**To do**:
Copy out the lines of the material below, word for word, from the line containing "Annotation task — point out every instance of the ballast" through the line containing "[(770, 927), (599, 1201), (896, 1162), (759, 1195), (435, 1212)]", inclusive.

Point-based annotation data:
______

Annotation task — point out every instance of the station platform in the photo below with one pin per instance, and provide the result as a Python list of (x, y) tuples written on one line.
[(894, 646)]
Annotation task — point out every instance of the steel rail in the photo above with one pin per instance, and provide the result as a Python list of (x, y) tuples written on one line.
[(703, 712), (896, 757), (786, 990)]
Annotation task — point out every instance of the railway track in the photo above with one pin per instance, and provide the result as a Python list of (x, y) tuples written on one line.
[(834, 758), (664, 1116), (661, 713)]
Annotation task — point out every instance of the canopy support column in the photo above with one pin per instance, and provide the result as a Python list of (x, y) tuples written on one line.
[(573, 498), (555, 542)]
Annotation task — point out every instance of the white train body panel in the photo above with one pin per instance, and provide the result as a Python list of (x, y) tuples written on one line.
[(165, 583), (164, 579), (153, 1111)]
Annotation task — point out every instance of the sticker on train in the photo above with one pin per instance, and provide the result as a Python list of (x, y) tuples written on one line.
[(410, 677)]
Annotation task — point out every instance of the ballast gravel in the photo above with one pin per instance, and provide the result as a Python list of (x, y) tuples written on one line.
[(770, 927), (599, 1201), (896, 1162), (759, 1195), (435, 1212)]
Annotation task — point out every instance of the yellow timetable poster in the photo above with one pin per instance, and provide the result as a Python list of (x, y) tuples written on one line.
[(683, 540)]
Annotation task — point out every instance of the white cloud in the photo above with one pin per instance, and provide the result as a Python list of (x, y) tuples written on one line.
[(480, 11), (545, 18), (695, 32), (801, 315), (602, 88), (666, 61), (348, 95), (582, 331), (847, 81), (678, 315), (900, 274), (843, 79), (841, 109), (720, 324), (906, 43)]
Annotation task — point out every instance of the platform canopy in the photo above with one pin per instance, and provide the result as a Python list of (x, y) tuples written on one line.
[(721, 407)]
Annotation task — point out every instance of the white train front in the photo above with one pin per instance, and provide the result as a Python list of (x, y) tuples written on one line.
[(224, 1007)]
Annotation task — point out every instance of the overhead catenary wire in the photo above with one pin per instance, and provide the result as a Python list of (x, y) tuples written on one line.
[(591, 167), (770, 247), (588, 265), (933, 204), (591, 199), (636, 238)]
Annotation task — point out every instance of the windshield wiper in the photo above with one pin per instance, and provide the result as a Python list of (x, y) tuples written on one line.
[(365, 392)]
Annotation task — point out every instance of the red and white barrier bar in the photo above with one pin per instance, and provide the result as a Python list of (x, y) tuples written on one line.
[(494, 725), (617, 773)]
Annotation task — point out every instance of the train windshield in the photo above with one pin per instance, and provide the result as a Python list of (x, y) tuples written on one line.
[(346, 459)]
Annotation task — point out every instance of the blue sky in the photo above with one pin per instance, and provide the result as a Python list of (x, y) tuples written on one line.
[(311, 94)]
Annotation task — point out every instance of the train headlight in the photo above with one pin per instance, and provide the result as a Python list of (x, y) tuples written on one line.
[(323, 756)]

______

**Task output**:
Annotation task — point out every instance of the ballast gravel in the photo above with one pin per instance, and provide the result as a Python list of (x, y) tuples written on one line.
[(770, 927), (599, 1201), (896, 1162), (759, 1195), (435, 1212)]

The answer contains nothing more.